→ THE DATA:
= = =
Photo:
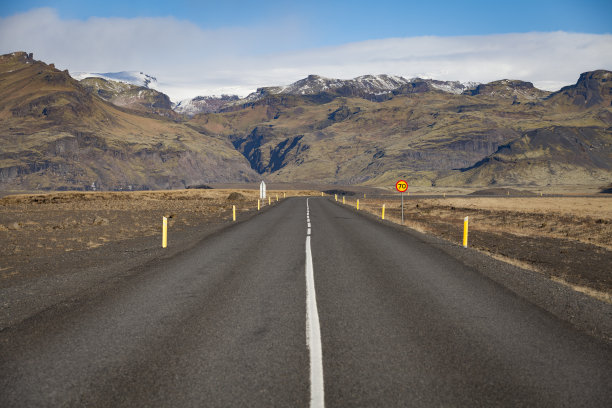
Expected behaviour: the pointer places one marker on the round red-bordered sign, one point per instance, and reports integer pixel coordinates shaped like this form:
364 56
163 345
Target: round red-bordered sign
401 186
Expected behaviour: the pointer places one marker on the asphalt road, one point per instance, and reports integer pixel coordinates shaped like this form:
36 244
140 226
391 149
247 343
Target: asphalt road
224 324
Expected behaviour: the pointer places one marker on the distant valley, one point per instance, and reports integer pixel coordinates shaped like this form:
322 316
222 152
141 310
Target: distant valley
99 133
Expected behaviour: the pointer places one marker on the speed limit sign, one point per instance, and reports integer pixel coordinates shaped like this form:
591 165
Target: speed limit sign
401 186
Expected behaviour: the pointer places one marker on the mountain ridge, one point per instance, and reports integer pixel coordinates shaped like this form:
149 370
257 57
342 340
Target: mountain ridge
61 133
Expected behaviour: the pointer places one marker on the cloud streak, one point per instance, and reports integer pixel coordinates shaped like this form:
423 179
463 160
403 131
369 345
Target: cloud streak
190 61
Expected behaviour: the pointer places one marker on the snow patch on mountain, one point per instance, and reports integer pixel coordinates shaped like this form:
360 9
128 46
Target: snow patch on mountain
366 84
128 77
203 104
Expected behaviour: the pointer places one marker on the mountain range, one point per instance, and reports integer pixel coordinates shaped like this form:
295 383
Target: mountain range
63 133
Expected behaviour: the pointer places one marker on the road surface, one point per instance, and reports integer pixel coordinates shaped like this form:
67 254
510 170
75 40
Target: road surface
= = =
→ DESCRIPTION OF THE TASK:
Everything in the records must be transcribed exactly, except the pictures, which are left out.

→ SOLUTION FOR THIS EXERCISE:
Photo:
Expected behaviour: the pointer places one marker on the round red-bordered sign, one point per instance, and reports integer pixel coordinates shaped like this form:
364 56
163 345
Target: round red-bordered sign
401 186
Expected behaviour: the pointer places one marker on the asphalt road, one point per instance, and reports integer pixel coordinates shaped like this form:
36 244
140 226
391 149
247 343
Target: asphalt road
224 324
Expected behaviour: the pointer places one marker on the distant valley, one point per instance, and reports integer pixel coordinates shaped like this form:
322 316
222 152
141 310
Target: distant valley
99 133
Expected behaviour: the pointer places one marker on the speed limit sign, one point per instance, and reports integer pixel coordinates shaped like this form:
591 165
Target: speed limit sign
401 186
Expected behaviour: the pointer places one marker on the mountain ridge, one point per instance, and reports integer pixel coordinates shaped like this form:
149 370
257 57
342 340
Target: mountain ridge
61 133
Expected behaviour: the pointer places one marker on the cloud streak, one point per instance, and reports integer pixel coordinates shaped like this form:
423 179
463 160
403 131
369 345
Target: cloud streak
190 61
Expected behaviour: the pointer places one marker on the snow patch on mountain, one point per instance, and reports integer pixel coordinates shaped like this form:
360 9
128 46
Target: snow patch on mountain
366 84
128 77
203 104
Expected behaviour: the pointer places one marker on the mountain range, one point per instance, and reports integer pixel coordinates shaped like this form:
295 383
Target: mountain range
63 133
Expected behaviour: the pointer places one marker on the road surface, one point per instance, and reports integer pixel coordinates shaped like this form:
67 254
510 170
75 40
Target: road surface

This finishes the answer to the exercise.